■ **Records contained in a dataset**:
※

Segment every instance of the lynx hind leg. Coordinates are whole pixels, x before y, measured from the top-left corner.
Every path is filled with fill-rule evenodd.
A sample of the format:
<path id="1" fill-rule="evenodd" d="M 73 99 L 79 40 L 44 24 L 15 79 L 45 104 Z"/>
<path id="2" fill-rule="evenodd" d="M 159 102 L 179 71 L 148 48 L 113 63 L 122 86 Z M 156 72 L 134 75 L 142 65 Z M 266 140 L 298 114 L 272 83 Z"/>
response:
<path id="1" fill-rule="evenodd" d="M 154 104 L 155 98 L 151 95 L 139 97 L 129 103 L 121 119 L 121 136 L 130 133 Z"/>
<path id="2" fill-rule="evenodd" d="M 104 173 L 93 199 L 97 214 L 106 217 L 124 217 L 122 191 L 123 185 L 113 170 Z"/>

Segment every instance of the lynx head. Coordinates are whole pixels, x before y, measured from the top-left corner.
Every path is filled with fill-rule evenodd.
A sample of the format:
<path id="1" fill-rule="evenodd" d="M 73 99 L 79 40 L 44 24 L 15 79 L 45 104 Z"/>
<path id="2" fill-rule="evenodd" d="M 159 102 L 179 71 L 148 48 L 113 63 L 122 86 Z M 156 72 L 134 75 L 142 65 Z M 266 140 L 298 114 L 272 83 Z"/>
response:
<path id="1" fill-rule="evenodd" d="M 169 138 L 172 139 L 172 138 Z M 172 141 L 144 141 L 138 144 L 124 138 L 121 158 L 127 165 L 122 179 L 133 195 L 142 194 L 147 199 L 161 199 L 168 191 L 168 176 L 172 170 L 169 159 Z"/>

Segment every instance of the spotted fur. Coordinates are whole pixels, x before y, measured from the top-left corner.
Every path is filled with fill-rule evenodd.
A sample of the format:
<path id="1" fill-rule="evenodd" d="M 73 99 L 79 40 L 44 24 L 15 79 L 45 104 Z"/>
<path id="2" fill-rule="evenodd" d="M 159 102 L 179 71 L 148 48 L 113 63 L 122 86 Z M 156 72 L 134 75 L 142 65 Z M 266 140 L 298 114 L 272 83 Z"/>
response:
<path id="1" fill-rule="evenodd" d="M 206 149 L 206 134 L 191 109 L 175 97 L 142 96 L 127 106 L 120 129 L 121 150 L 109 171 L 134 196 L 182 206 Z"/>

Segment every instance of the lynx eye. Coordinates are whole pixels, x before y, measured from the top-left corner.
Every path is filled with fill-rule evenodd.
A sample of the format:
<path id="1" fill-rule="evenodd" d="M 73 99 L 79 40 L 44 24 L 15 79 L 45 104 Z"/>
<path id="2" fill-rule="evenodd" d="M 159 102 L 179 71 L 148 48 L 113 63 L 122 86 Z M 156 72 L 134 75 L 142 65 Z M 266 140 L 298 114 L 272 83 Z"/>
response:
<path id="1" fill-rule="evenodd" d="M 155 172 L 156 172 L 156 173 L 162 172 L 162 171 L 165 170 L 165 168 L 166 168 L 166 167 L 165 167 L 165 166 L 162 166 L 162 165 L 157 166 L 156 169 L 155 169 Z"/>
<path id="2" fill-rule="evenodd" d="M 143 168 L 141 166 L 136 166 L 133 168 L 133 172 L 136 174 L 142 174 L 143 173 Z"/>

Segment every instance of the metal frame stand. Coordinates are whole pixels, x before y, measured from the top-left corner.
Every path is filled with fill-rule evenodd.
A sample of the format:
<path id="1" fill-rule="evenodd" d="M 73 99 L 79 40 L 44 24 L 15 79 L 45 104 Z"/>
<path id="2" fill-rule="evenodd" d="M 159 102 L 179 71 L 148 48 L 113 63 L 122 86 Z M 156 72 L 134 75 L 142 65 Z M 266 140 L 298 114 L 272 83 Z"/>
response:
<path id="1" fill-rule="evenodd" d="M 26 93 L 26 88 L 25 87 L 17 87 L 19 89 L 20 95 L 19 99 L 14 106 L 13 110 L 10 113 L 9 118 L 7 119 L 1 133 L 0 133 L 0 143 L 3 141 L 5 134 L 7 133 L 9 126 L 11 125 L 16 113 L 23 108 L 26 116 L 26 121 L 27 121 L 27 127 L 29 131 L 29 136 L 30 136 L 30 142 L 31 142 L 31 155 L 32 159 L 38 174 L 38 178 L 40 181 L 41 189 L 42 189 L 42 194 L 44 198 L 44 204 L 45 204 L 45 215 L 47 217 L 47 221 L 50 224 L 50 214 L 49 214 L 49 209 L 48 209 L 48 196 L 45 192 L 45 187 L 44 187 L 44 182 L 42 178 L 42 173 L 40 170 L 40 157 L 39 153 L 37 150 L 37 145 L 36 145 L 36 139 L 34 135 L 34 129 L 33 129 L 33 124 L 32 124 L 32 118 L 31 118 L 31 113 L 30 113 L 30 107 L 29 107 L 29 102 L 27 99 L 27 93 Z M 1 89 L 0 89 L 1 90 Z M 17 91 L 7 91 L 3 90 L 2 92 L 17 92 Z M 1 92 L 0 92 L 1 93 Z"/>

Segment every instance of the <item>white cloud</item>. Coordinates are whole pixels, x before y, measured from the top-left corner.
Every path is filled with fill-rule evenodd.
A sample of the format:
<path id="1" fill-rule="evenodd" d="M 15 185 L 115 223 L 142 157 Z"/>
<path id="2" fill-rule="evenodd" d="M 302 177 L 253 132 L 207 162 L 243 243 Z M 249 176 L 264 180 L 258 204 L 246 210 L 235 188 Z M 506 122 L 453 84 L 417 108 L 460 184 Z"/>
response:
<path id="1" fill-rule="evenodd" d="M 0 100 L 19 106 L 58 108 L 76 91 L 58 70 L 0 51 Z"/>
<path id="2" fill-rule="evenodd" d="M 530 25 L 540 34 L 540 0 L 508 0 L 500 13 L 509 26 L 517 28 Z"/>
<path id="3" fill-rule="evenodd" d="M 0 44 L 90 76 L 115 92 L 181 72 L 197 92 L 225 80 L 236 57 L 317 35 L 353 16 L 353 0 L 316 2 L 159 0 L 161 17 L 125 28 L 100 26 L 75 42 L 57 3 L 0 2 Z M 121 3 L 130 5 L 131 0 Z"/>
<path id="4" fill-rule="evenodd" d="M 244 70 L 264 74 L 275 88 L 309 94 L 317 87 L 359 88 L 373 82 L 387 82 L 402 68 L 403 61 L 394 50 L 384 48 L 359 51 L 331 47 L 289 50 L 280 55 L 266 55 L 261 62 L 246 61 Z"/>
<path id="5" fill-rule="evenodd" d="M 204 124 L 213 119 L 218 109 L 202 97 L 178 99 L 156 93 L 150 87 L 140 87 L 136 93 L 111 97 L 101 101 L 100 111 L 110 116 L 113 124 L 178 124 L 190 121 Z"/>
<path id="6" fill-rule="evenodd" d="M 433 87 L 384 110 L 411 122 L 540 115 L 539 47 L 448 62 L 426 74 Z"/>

※

■ **Exercise instructions**: Which lines above hold the string "left"? Please copy all of them.

■ **Output below**:
Segment every instance of the lynx hind leg. Coordinates are whole pixels, x before y, measured from the top-left corner.
Segment every instance of the lynx head. Coordinates are whole pixels, x before y, measured from the top-left corner.
Segment every instance of the spotted fur. Coordinates are whole pixels, x before y, measured from the top-left corner.
Segment every instance of the lynx eye. Coordinates are whole pixels, x before y, measured from the top-left corner.
Segment every instance of the metal frame stand. Coordinates are whole pixels, x before y, measured from the top-left corner.
Segment every instance of the <item>white cloud</item>. Coordinates are whole pixels, x before y, measured from the top-left corner.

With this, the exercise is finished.